### TASK TO COMPLETE
Hand back every line from the beginning of the data below through the line containing "[mask] outline aircraft wing", word for word and free of pictures.

Stored items:
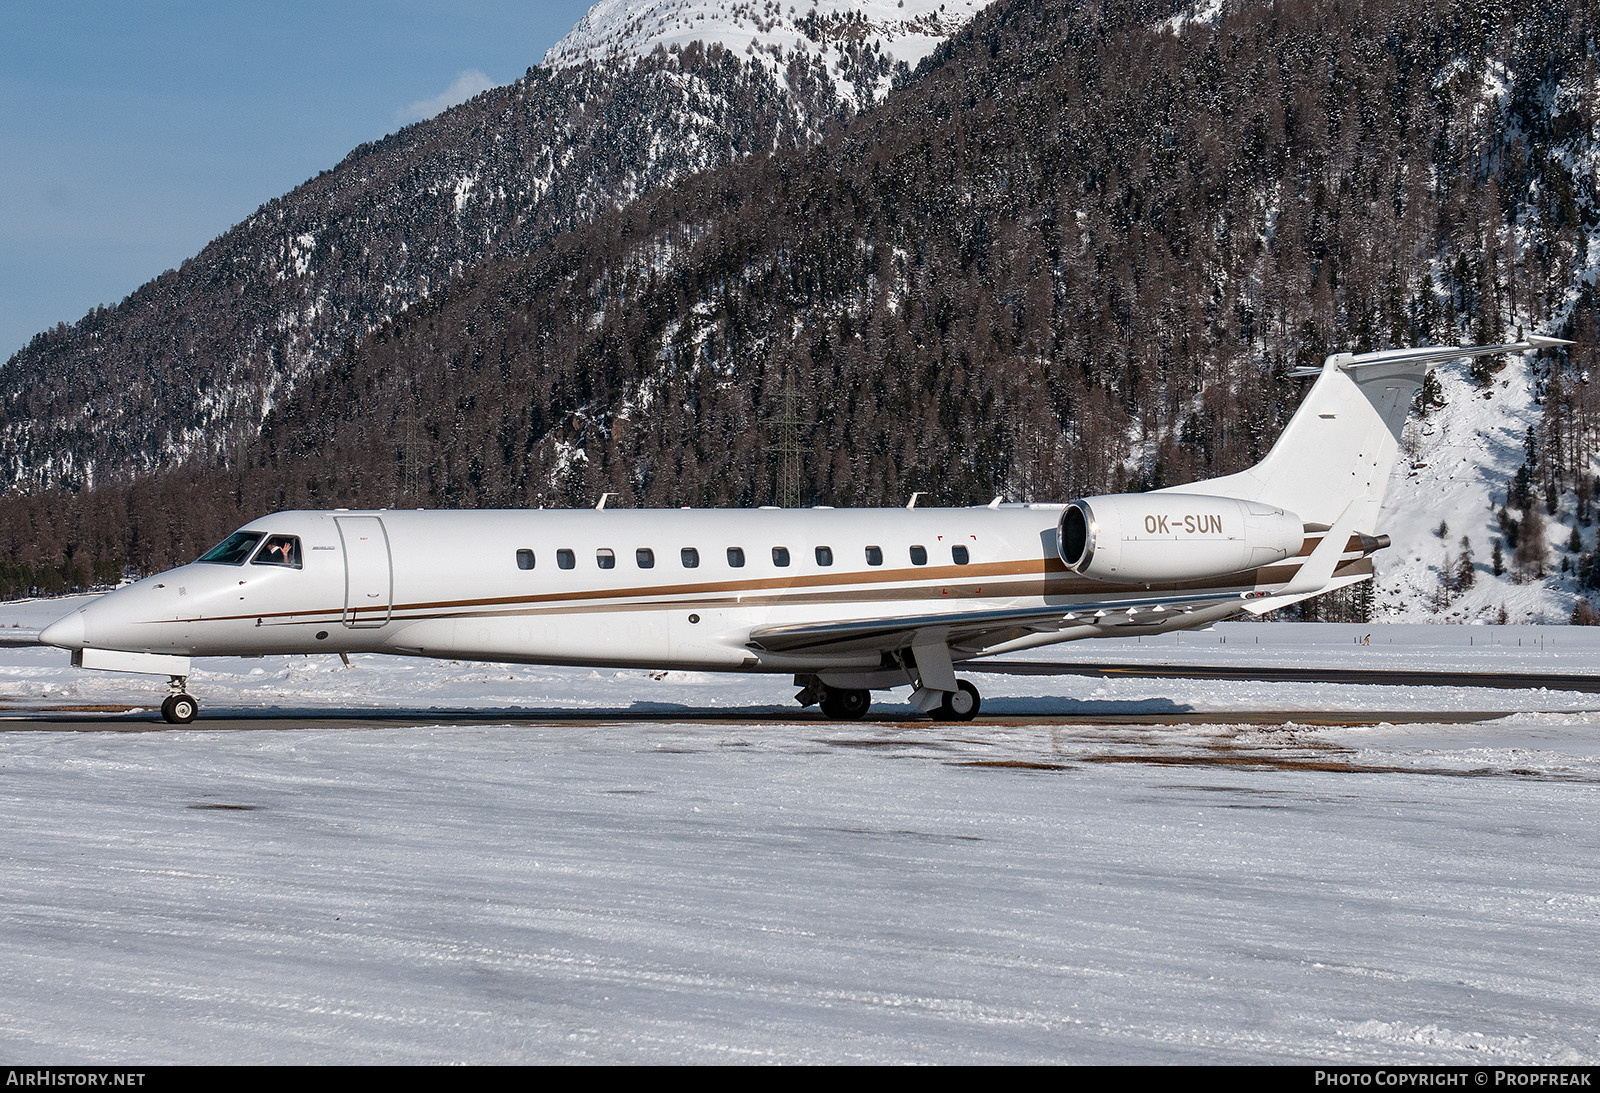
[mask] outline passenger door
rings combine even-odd
[[[336,516],[344,546],[344,624],[351,629],[379,627],[394,606],[394,567],[389,536],[376,516]]]

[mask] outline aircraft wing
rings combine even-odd
[[[1096,622],[1156,622],[1173,612],[1219,604],[1243,609],[1259,592],[1208,592],[1104,602],[1063,603],[1044,607],[951,611],[936,615],[843,619],[829,622],[761,626],[750,632],[751,648],[768,653],[848,653],[892,651],[937,639],[954,648],[976,652],[1029,634],[1063,630]]]

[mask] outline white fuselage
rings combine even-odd
[[[772,652],[750,634],[1149,595],[1149,585],[1069,573],[1056,549],[1061,508],[283,512],[241,532],[294,537],[297,568],[191,563],[102,597],[72,617],[81,633],[63,620],[46,640],[175,656],[386,652],[871,670],[879,649]],[[1274,579],[1282,573],[1260,569],[1196,585],[1250,589]],[[1087,619],[1023,644],[1216,617]]]

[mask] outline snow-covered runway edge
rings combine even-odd
[[[1226,637],[1260,663],[1453,667],[1482,655],[1468,630],[1509,636],[1496,670],[1600,663],[1586,633],[1525,627],[1223,627],[1072,656],[1193,663]],[[159,694],[65,658],[0,651],[0,701]],[[1003,725],[840,725],[784,679],[355,663],[217,662],[195,686],[210,708],[623,715],[0,728],[0,1055],[1600,1058],[1593,695],[990,676]],[[1517,712],[1226,716],[1362,703]],[[1049,716],[1161,704],[1216,723]],[[694,716],[729,708],[772,716]]]

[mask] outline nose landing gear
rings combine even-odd
[[[169,725],[187,725],[200,716],[200,703],[188,693],[189,677],[173,676],[170,693],[161,703],[161,716]]]

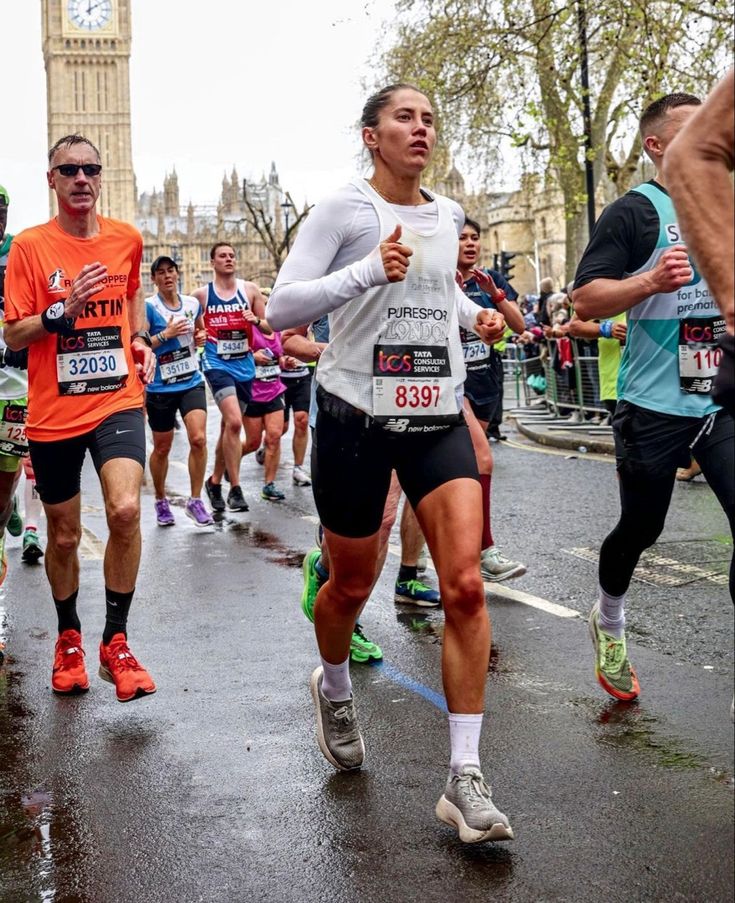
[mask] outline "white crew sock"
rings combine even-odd
[[[449,713],[449,742],[452,745],[452,757],[449,761],[449,777],[464,768],[465,765],[480,767],[480,731],[482,715],[454,715]]]
[[[352,681],[350,680],[350,657],[341,665],[330,665],[322,659],[324,676],[322,677],[322,693],[330,702],[344,702],[352,697]]]
[[[600,587],[600,627],[620,639],[625,630],[625,593],[622,596],[608,596]]]

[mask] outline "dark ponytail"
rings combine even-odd
[[[380,117],[380,111],[383,107],[387,106],[390,102],[391,97],[396,91],[416,91],[419,94],[423,94],[424,92],[417,88],[415,85],[408,85],[403,82],[399,82],[395,85],[386,85],[385,88],[381,88],[380,91],[376,91],[375,94],[372,94],[365,101],[365,106],[362,108],[362,117],[360,118],[360,125],[365,129],[374,129],[378,124],[378,119]]]

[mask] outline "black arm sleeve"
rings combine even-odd
[[[594,279],[622,279],[648,260],[659,233],[656,208],[642,194],[628,192],[603,210],[577,267],[574,287]]]

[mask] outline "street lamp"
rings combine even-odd
[[[286,198],[286,200],[281,204],[281,210],[283,210],[283,218],[286,221],[286,250],[291,250],[291,236],[288,232],[288,217],[291,210],[295,210],[296,208],[291,203],[291,201]]]
[[[589,234],[595,226],[595,176],[592,162],[592,114],[590,112],[589,60],[587,56],[586,0],[577,0],[577,30],[579,34],[582,81],[582,121],[584,123],[584,179],[587,189],[587,227]]]

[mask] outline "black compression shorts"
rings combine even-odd
[[[270,401],[250,401],[245,408],[244,417],[265,417],[283,410],[283,392]]]
[[[183,392],[147,392],[145,408],[148,423],[154,433],[168,433],[174,428],[177,412],[182,419],[191,411],[207,410],[207,393],[204,383]]]
[[[283,385],[286,387],[286,411],[285,418],[288,420],[291,411],[306,411],[308,413],[311,406],[311,379],[312,374],[307,376],[299,376],[296,379],[282,379]]]
[[[479,480],[466,423],[407,435],[366,424],[364,415],[338,420],[320,408],[311,478],[319,517],[328,530],[351,538],[377,532],[392,470],[414,510],[450,480]]]
[[[145,467],[145,424],[140,408],[110,414],[88,433],[57,442],[28,440],[36,488],[47,505],[68,502],[79,493],[84,456],[97,473],[112,458],[132,458]]]

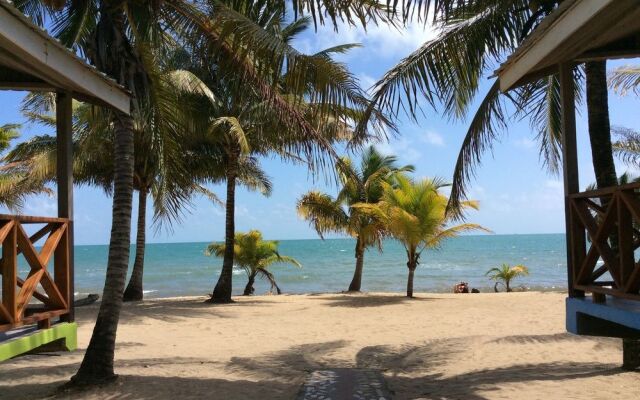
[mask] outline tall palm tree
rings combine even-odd
[[[395,156],[382,155],[370,146],[363,152],[359,168],[346,157],[336,165],[342,187],[335,199],[311,191],[298,200],[298,213],[309,221],[321,238],[335,232],[356,239],[356,267],[349,291],[360,291],[365,250],[371,246],[382,248],[382,238],[386,234],[378,219],[361,213],[354,205],[378,203],[383,196],[383,184],[393,184],[401,174],[412,171],[413,166],[398,167]]]
[[[396,185],[384,183],[384,194],[378,204],[358,204],[363,212],[384,221],[386,229],[398,240],[407,253],[407,297],[413,297],[413,278],[420,257],[427,249],[438,248],[449,238],[461,233],[483,230],[478,224],[463,223],[451,226],[453,217],[447,213],[448,198],[440,192],[445,186],[439,179],[418,182],[400,176]],[[475,201],[464,201],[460,207],[478,209]]]
[[[495,291],[498,291],[498,284],[502,283],[507,292],[511,292],[511,281],[520,277],[529,275],[529,269],[524,265],[502,264],[500,267],[494,267],[485,274],[489,279],[496,281]]]
[[[229,2],[239,4],[238,2]],[[251,4],[251,1],[241,2]],[[279,7],[271,2],[259,7]],[[324,82],[314,88],[319,98],[331,97],[342,105],[351,102],[348,93],[334,85],[329,76],[317,68],[319,60],[299,57],[290,47],[260,29],[253,21],[233,12],[225,2],[207,0],[16,0],[14,4],[36,23],[52,21],[53,33],[65,45],[95,65],[100,71],[116,79],[132,93],[132,109],[140,112],[145,102],[152,102],[150,77],[142,62],[146,50],[157,50],[176,41],[187,48],[193,42],[207,42],[205,48],[220,70],[241,78],[238,91],[254,90],[272,108],[274,118],[301,135],[320,138],[295,108],[274,90],[267,79],[268,70],[256,65],[268,65],[274,56],[287,59],[292,85],[307,85],[300,77]],[[320,7],[319,7],[320,6]],[[384,18],[383,10],[373,1],[340,2],[311,0],[296,2],[298,13],[310,13],[324,23],[346,19],[349,23]],[[251,57],[247,49],[253,50]],[[260,63],[257,61],[261,61]],[[298,88],[299,86],[296,86]],[[115,336],[122,306],[122,294],[129,258],[131,208],[133,194],[133,127],[134,120],[123,113],[110,113],[114,127],[114,197],[112,230],[103,300],[91,341],[72,384],[97,384],[115,379],[113,369]]]
[[[237,232],[235,234],[233,253],[235,264],[244,269],[247,273],[247,285],[244,288],[244,295],[250,296],[254,292],[253,285],[257,276],[262,276],[271,284],[271,290],[281,294],[282,291],[276,282],[276,278],[269,271],[273,264],[291,264],[302,268],[302,265],[292,257],[283,256],[278,252],[278,242],[275,240],[262,240],[262,233],[252,230],[247,233]],[[226,243],[211,243],[205,252],[206,255],[224,257]]]
[[[308,29],[309,19],[300,19],[284,25],[282,10],[265,11],[259,8],[238,8],[265,32],[279,39],[282,46],[290,47],[294,37]],[[193,72],[201,78],[215,101],[196,101],[197,113],[194,117],[209,132],[210,138],[223,149],[225,178],[227,185],[225,242],[226,253],[222,271],[211,295],[211,302],[231,301],[233,279],[233,241],[235,235],[235,187],[238,161],[276,155],[285,161],[303,162],[311,171],[317,172],[325,164],[335,159],[333,144],[350,138],[350,121],[358,121],[369,106],[364,91],[357,80],[346,69],[332,59],[334,53],[349,50],[355,45],[346,44],[332,47],[312,55],[298,54],[303,60],[313,60],[317,69],[313,75],[330,77],[331,84],[343,92],[349,101],[343,104],[335,95],[324,96],[328,82],[316,81],[313,75],[295,77],[289,70],[285,57],[276,57],[261,67],[272,71],[273,86],[278,88],[284,99],[294,107],[305,123],[311,126],[316,136],[304,135],[299,129],[292,129],[274,119],[269,105],[255,92],[234,90],[232,78],[211,70],[208,65],[196,65]],[[376,111],[374,123],[369,127],[371,134],[382,132],[381,127],[390,125],[386,118]]]
[[[537,132],[540,156],[555,173],[561,157],[560,83],[557,75],[541,77],[508,94],[501,94],[496,78],[477,107],[481,83],[511,54],[561,0],[435,0],[419,2],[431,14],[440,33],[434,40],[390,69],[374,86],[373,104],[398,115],[420,114],[421,100],[445,115],[472,118],[462,143],[450,197],[450,208],[466,194],[469,180],[483,153],[506,131],[511,118],[529,118]],[[430,8],[429,8],[430,7]],[[576,94],[586,78],[587,110],[593,167],[600,187],[615,185],[610,155],[606,64],[587,63],[576,68]],[[511,107],[509,107],[511,106]]]

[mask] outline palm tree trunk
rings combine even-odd
[[[146,244],[147,220],[147,190],[141,188],[138,192],[138,231],[136,232],[136,258],[129,284],[124,291],[124,301],[140,301],[144,295],[142,276],[144,273],[144,250]]]
[[[350,292],[359,292],[362,287],[362,270],[364,268],[364,244],[358,236],[356,241],[356,270],[353,273],[353,279],[349,285]]]
[[[407,267],[409,268],[409,278],[407,279],[407,297],[413,297],[413,275],[418,267],[418,260],[415,256],[410,255],[409,261],[407,262]]]
[[[224,238],[224,259],[220,278],[213,289],[210,302],[231,303],[231,291],[233,289],[233,246],[235,235],[235,197],[237,160],[230,161],[227,171],[227,204]]]
[[[589,140],[596,183],[599,188],[616,186],[618,179],[611,146],[606,61],[586,63],[586,76]]]
[[[117,113],[114,118],[113,222],[107,276],[93,334],[73,385],[94,385],[116,378],[113,360],[122,295],[129,267],[133,196],[133,119]]]
[[[244,287],[244,296],[251,296],[253,294],[253,284],[256,281],[256,274],[252,273],[249,275],[249,281],[247,282],[247,286]]]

### OUTPUT FOR THIS TASK
[mask] outline passenger door
rings combine even-odd
[[[336,516],[344,546],[344,624],[351,629],[379,627],[394,606],[394,567],[389,536],[376,516]]]

[mask] outline aircraft wing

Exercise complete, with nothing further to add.